Action item
Images aside, the whole listing should be written out word for word.

Material for this exercise
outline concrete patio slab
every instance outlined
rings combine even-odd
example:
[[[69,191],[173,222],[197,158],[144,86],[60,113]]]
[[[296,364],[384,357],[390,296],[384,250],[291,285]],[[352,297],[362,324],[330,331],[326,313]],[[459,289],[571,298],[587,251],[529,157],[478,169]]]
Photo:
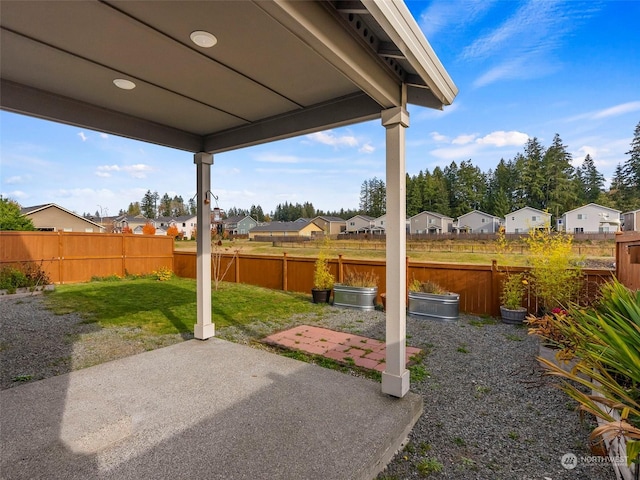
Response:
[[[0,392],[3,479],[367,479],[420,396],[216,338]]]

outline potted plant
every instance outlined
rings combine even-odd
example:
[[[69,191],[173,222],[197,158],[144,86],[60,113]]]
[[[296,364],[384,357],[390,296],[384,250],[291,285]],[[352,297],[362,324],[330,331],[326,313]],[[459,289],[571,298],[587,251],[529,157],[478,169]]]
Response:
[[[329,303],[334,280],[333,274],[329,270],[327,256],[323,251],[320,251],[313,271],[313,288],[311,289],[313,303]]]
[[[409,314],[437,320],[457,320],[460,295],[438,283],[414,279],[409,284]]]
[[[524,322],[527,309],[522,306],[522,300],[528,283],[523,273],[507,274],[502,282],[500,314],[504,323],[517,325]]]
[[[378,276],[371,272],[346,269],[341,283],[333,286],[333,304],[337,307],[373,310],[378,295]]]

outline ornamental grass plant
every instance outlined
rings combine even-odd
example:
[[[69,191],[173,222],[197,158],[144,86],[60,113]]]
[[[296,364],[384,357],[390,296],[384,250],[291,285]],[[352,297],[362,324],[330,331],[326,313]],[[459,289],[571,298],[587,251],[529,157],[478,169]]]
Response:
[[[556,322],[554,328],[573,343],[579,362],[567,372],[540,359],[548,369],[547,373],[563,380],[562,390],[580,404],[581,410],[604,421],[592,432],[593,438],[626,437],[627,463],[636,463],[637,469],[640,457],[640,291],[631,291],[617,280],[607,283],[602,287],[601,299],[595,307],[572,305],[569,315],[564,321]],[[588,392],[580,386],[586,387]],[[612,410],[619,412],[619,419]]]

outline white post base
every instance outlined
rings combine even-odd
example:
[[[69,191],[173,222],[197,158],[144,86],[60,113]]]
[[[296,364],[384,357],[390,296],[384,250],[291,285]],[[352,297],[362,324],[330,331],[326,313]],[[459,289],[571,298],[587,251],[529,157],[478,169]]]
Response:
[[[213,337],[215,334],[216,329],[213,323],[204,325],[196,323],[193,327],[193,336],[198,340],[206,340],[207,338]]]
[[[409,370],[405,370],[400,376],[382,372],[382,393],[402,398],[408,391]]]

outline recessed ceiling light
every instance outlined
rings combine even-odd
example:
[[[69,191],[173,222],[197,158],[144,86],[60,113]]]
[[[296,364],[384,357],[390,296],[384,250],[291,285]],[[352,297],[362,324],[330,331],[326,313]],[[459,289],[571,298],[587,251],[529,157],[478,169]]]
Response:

Answer space
outline concrete patio slab
every instance outlined
rings combine even-odd
example:
[[[69,191],[173,222],[197,158],[144,86],[60,113]]]
[[[296,364],[384,357],[390,296],[384,250],[291,285]],[[352,297],[362,324],[330,331],[326,313]],[[459,289],[571,298],[587,251],[529,157],[478,169]]]
Photo:
Response:
[[[0,392],[3,479],[367,479],[420,396],[216,338]]]

outline potted plant
every instance outlined
rings combine even-odd
example:
[[[69,191],[173,222],[197,158],[144,86],[60,113]]]
[[[296,364],[384,357],[390,296],[384,250],[291,285]],[[352,297],[362,324],[330,331],[326,313]],[[459,289],[571,298],[587,251],[529,157],[478,169]]]
Response:
[[[329,303],[334,280],[333,274],[329,270],[327,256],[323,251],[320,251],[313,271],[313,288],[311,289],[313,303]]]
[[[409,314],[437,320],[457,320],[460,295],[438,283],[414,279],[409,284]]]
[[[524,322],[527,309],[522,306],[522,300],[528,283],[523,273],[507,274],[502,282],[500,314],[504,323],[517,325]]]
[[[378,276],[371,272],[346,269],[341,283],[333,286],[333,304],[337,307],[373,310],[378,295]]]

outline ornamental grass plant
every instance outlined
rings combine even-odd
example:
[[[69,191],[173,222],[197,158],[144,86],[60,113]]]
[[[296,364],[384,357],[390,296],[384,250],[291,285]],[[352,297],[362,324],[330,331],[326,313]],[[459,289],[571,298],[587,251],[529,157],[478,169]]]
Response:
[[[556,322],[554,328],[573,343],[579,362],[567,372],[540,359],[548,369],[547,373],[563,380],[562,390],[580,404],[581,410],[604,421],[592,432],[593,438],[626,437],[627,463],[636,463],[637,469],[640,457],[640,291],[631,291],[617,280],[607,283],[602,287],[601,299],[595,307],[572,305],[569,315],[564,321]],[[588,392],[580,386],[586,387]],[[612,410],[619,412],[619,419]]]

outline white post base
every instance outlined
rings combine even-odd
example:
[[[69,191],[173,222],[197,158],[144,86],[60,113]]]
[[[296,364],[384,357],[390,296],[384,250],[291,285]],[[352,297],[362,324],[330,331],[326,313]],[[459,289],[571,298],[587,251],[529,157],[478,169]]]
Response:
[[[213,337],[215,334],[216,329],[213,323],[204,325],[196,323],[193,327],[193,336],[198,340],[206,340],[207,338]]]
[[[409,370],[405,370],[400,376],[382,372],[382,393],[402,398],[408,391]]]

outline recessed ceiling light
every instance outlined
rings combine even-odd
example:
[[[69,191],[173,222],[197,158],[144,86],[60,113]]]
[[[296,364],[384,357],[390,296],[384,250],[291,285]],[[352,297],[362,324],[330,331],[326,313]],[[459,289],[571,298],[587,251],[529,157],[478,169]]]
Response:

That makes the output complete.